**Source extract**
== == ==
Consistent with the observed and calculated structure of [Cu(3-methylpyridine)3I], DFT calculations on [FeL223CuI]2+ isomers subsequently predicted tetrahedral geometries around Cu(I) in both ΔFeΔCu and ΔFeΛCu isomers, with the homohelical isomer being the more stable (ca. 3 kcal mol−1).
The electronic spectra of these L11 and L22 systems have some unusual features. UV-Vis absorbance spectra shown in Fig. 9 show familiar strong bands in the region 220–320 nm, corresponding to π–π* transitions within the ligands, three further peaks corresponding to MLCT bands are observed at 380, 520 and 540 nm respectively. In both cases, Cu(I) coordination results in an increase in intensity of π–π* region of the spectra, a decrease in the intensity of the MLCT bands between 460–650 nm and an increase at 360 nm. These Fe(II) based CT transitions are likely to be strongly affected by structural changes at the metal, but no such perturbation is evident from crystallography or calculations. We suggest that the presence of the nearby cationic charge of the Cu(I) is responsible for this change in relative intensity. For the π–π* region the change may be a result of ordering by coordination of the heterocycles to Cu(I). In the corresponding CD spectra measured on the same cuvette (Fig. 10) the picture is of a general reduction in intensity for reasons unknown, but evidently from the UV spectra this is not an error from concentration measurement.
== == ==
**Supplied information**
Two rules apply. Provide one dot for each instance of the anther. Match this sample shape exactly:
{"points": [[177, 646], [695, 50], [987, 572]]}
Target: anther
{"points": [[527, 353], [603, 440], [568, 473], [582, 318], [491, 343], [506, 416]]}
== == ==
**Tasks and exercises**
1. Rewrite the excerpt on the copper(I) complexes from "Consistent with the" to "3 kcal mol−1).", replacing "homohelical" with "heterohelical".
2. Summarize the excerpt on the copper(I) complexes in three sentences.

**Worked answers**
1.
Consistent with the observed and calculated structure of [Cu(3-methylpyridine)3I], DFT calculations on [FeL223CuI]2+ isomers subsequently predicted tetrahedral geometries around Cu(I) in both ΔFeΔCu and ΔFeΛCu isomers, with the heterohelical isomer being the more stable (ca. 3 kcal mol−1).

2. DFT calculations on the [FeL223CuI]2+ isomers predicted tetrahedral geometry around Cu(I) in both the ΔFeΔCu and ΔFeΛCu isomers, and the homohelical isomer was more stable by about 3 kcal mol−1. In the UV-Vis spectra of the L11 and L22 systems, Cu(I) coordination increases the intensity of the π–π* region, decreases the MLCT bands between 460 and 650 nm, and raises absorbance at 360 nm. The authors attribute the change in the charge-transfer bands to the nearby cationic charge of Cu(I), since crystallography and calculations show no structural perturbation, while the CD spectra show a general reduction in intensity for unknown reasons.